### EXTRAHIERTER TEXT:
——

# Harte Nuss mit XML und JDOM



## sparkitny (3. Mrz 2008)

Hallo,

folgendes Problem:

XML encoding bzw. decoding klappt nicht.

Ich habe da ein Programm geschrieben. 

Mit einem Editor erstelle ich Sprachkurse bzw. Lektionen. Zur Repräsentation benutze ich XML und setze in meinem Programm den 

XMLOutputter auf encoding UTF-8 (also format.setEncoding("UTF-8"); ) 

Hab auch schon den output selbst modifiziert und den Stream auf UTF-8 gesetzt.

Wenn ich jetzt diese Datei mit meinem anderen Programm öffne, dass mir die Sprachkurse darstellt, bekomme ich nur Vierecke anstatt ä,ö,é, usw. Also alle Sondezeichen hauen nicht hin. Jetzt kommt das Kuriose. Wenn ich die Datei wieder mit dem Editor öffne, werden die Sonderzeichen dargestellt obwohl (und das ist das seltsame) ich die exakt selbe Klasse zum Lesen benutze. Ich bin schlicht und ergreifend am Verzweifeln was das angeht.

Das Programm kann man sich auf www.jlanguagelearn.com runterladen.

Mit dem Editor kann man bsp. eine Conjugation-Lesson erstellen. Die wird dann im Ordner storedLessons abgespeichert. Kopiert man diesen ertstellten Ordner nun in units und startet das andere Programm, dann kann man das oben geschilderte sehen.

——

### BEREITGESTELLTES MATERIAL:

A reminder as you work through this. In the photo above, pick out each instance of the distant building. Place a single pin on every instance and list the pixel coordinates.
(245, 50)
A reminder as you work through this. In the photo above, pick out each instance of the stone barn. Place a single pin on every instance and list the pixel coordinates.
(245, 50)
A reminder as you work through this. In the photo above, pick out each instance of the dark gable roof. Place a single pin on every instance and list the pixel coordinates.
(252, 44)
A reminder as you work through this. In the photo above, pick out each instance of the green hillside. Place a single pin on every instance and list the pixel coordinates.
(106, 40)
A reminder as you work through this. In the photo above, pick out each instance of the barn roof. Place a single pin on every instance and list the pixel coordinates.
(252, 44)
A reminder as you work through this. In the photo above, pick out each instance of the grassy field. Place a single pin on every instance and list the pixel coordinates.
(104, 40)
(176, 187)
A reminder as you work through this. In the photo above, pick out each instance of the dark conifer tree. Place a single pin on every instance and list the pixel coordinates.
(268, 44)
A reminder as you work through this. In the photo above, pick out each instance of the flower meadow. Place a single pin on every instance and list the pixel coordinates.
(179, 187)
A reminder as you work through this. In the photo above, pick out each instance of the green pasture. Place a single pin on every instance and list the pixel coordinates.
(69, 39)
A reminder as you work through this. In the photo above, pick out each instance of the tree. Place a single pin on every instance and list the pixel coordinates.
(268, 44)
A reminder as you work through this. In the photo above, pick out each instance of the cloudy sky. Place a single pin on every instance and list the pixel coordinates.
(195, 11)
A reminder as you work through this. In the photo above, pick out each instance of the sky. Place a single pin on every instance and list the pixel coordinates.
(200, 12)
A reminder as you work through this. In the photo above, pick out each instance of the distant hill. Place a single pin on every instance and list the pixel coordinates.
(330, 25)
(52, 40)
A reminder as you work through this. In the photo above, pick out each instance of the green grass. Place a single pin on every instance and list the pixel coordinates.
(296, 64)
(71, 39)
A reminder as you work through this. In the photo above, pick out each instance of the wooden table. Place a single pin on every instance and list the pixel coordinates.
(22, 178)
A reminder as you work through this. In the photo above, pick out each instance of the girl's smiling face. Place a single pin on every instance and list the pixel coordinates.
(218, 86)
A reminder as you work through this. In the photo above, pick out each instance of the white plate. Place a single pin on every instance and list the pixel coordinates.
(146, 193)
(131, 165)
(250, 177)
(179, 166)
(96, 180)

——

### SCHRIFTLICHE AUFGABEN:
a – Fassen Sie den Absatz im extrahierten Text, der mit „Wenn ich jetzt diese Datei“ beginnt, als knappe Stichpunktliste zusammen und behalten Sie dabei seine wesentlichen Fakten bei.
b – Beantworten Sie anhand des extrahierten Textes die folgenden Fragen jeweils kurz:
(i) Auf welche Kodierung wird der XMLOutputter gesetzt?
(ii) Unter welcher Adresse kann man das Programm herunterladen?
(iii) In welchem Ordner wird eine mit dem Editor erstellte Lektion abgespeichert?
c – Geben Sie einen Abschnitt des extrahierten Textes wortgetreu aus. Setzen Sie bei den Worten „Das Programm kann“ ein und enden Sie nach „oben geschilderte sehen.“.

### ANTWORTEN JE AUFGABE:
a –
- Im Programm, das die Sprachkurse darstellt, erscheinen statt ä, ö, é usw. nur Vierecke, und keines der Sonderzeichen funktioniert.
- Öffnet man dieselbe Datei wieder im Editor, werden die Sonderzeichen korrekt angezeigt.
- In beiden Fällen wird genau dieselbe Klasse zum Lesen benutzt.
- Der Verfasser ist darüber völlig verzweifelt.

b –
(i) Auf UTF-8.
(ii) Unter www.jlanguagelearn.com.
(iii) Im Ordner storedLessons.

c –
Das Programm kann man sich auf www.jlanguagelearn.com runterladen.

Mit dem Editor kann man bsp. eine Conjugation-Lesson erstellen. Die wird dann im Ordner storedLessons abgespeichert. Kopiert man diesen ertstellten Ordner nun in units und startet das andere Programm, dann kann man das oben geschilderte sehen.